-- WRITTEN TASK --
State how many lines in the entries below contain the string "record", treating uppercase and lowercase as different. Reply with the number alone.

━━━━

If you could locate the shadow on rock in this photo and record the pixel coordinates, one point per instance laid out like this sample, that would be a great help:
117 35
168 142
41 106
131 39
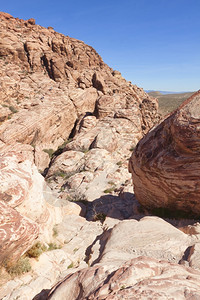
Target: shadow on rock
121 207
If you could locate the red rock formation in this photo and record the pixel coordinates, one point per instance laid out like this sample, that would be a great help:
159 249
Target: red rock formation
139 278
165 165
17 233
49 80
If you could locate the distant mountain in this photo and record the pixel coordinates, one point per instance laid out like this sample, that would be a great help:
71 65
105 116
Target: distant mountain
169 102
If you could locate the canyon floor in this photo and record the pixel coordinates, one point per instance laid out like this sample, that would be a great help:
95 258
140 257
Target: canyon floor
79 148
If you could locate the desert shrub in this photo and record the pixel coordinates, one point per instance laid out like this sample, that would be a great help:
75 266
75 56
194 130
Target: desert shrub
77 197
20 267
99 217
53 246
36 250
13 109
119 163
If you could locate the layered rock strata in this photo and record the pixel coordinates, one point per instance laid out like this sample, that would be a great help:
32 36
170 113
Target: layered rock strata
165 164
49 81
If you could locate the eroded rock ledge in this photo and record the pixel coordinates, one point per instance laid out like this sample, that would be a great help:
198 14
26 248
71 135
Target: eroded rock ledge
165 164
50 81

━━━━

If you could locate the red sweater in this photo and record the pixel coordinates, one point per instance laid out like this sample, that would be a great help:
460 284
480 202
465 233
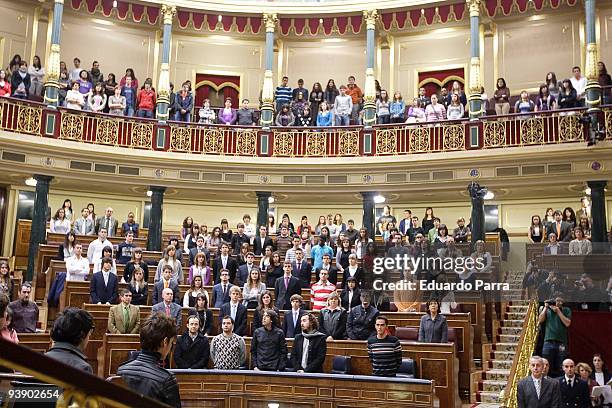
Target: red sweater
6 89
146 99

━━━━

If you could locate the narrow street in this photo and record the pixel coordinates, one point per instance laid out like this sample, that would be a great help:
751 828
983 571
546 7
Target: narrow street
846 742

━━━━

-- RESPONSE TO THE TASK --
9